── DATA SECTION

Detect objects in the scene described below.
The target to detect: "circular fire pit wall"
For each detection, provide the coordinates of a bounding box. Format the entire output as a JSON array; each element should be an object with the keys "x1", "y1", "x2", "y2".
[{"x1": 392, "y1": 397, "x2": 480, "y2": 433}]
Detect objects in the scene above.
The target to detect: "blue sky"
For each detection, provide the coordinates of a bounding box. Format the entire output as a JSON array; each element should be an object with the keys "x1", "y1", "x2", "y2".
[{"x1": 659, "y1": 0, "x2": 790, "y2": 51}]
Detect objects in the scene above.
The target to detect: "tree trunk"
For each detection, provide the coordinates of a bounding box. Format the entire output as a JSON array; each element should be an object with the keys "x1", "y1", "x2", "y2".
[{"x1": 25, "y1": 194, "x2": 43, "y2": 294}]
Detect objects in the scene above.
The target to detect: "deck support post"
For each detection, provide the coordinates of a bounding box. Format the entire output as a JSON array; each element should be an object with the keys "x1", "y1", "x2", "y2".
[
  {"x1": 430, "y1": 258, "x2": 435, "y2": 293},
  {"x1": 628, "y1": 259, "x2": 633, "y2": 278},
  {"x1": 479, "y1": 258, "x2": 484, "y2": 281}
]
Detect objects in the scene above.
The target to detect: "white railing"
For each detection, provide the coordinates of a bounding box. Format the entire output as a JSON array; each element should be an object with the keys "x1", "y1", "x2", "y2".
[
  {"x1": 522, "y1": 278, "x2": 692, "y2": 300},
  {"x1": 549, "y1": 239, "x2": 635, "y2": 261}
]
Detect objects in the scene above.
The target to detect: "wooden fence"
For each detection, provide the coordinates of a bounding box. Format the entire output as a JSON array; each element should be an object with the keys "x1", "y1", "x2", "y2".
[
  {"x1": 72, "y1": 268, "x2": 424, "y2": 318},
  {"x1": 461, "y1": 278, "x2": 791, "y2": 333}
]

────

* _THE PROBLEM_: Your response must repeat all of the material above exactly.

* _SOLUTION FOR THIS TASK_:
Detect objects in the scene described below.
The target to detect: "circular fire pit wall"
For each detection, provide the coordinates of a bounding box. Format the entire output as a JSON array; each element should be an object with the keys "x1", "y1", "x2", "y2".
[{"x1": 392, "y1": 397, "x2": 480, "y2": 433}]
Detect objects in the scene above.
The target to detect: "blue sky"
For each detection, provide the coordinates of a bounding box. Format the entire output as a JSON array; each element should be an object with the keys "x1", "y1", "x2", "y2".
[{"x1": 659, "y1": 0, "x2": 790, "y2": 51}]
Detect objects in the scene above.
The target to detect: "tree trunk"
For each detection, provide the coordinates of a bounding box. Format the entire output as a JSON array; each element should be an object with the keys "x1", "y1", "x2", "y2".
[{"x1": 25, "y1": 194, "x2": 43, "y2": 294}]
Detect objects in the scene above.
The target to detect: "deck support post"
For each detection, provide the coordinates of a bounding box. Format the entire output as a JSON array; each element should be an object with the keys "x1", "y1", "x2", "y2".
[
  {"x1": 430, "y1": 258, "x2": 435, "y2": 293},
  {"x1": 628, "y1": 259, "x2": 633, "y2": 278},
  {"x1": 479, "y1": 258, "x2": 484, "y2": 281}
]
Detect objects in the scene above.
The target to detect: "white railing"
For each detection, provide the coordinates of a bounding box. Format the entire output as a JSON array; each element should be an object with the keys "x1", "y1", "x2", "y2".
[
  {"x1": 522, "y1": 278, "x2": 692, "y2": 300},
  {"x1": 549, "y1": 239, "x2": 635, "y2": 261}
]
Detect objects in the scene above.
The target to detect: "wooden fence"
For each detection, provide the coordinates of a bounding box. Format the entire output as a JSON array; each element should be an object with the keys "x1", "y1", "x2", "y2".
[
  {"x1": 72, "y1": 268, "x2": 424, "y2": 318},
  {"x1": 461, "y1": 278, "x2": 791, "y2": 333}
]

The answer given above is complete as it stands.